**WHAT IS BEING ASKED**
After finding the line with "of the exposed" in the entries below, retype exactly each line from there through the line with "of the front", including that final line.

---- EXERCISE INPUTS

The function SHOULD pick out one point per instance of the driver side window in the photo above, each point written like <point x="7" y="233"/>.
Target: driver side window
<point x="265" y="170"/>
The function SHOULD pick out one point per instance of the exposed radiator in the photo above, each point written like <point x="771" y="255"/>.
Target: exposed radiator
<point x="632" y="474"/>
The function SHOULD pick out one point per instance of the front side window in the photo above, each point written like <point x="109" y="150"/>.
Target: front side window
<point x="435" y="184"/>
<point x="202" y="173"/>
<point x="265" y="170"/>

--------
---- EXERCISE INPUTS

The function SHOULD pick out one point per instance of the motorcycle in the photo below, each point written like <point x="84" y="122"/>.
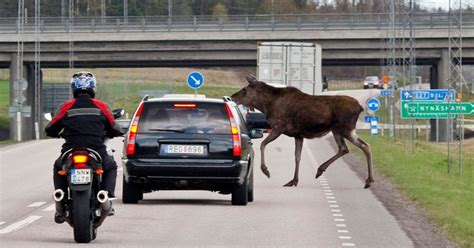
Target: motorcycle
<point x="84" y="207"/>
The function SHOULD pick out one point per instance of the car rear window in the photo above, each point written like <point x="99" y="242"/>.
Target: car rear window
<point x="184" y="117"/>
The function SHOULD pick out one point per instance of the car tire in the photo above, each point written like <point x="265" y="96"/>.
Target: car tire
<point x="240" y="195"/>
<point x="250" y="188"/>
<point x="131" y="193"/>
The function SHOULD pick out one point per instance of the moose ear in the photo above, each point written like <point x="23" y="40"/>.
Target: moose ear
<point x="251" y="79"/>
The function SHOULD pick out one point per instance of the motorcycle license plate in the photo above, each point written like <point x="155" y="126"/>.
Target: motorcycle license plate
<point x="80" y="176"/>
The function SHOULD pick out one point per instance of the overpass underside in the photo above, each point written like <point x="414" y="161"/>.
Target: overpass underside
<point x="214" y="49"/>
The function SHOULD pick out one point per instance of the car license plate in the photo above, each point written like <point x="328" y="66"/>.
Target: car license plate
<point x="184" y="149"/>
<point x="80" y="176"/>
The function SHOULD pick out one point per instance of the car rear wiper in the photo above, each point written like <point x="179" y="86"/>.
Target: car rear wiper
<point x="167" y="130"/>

--------

**OUTPUT OF THE EXERCISE**
The function SHOULD pick out one point per instance of the exposed radiator in the photo above, each point written like <point x="771" y="255"/>.
Target: exposed radiator
<point x="632" y="474"/>
The function SHOULD pick out one point per instance of the front side window in the photo above, each point written like <point x="109" y="150"/>.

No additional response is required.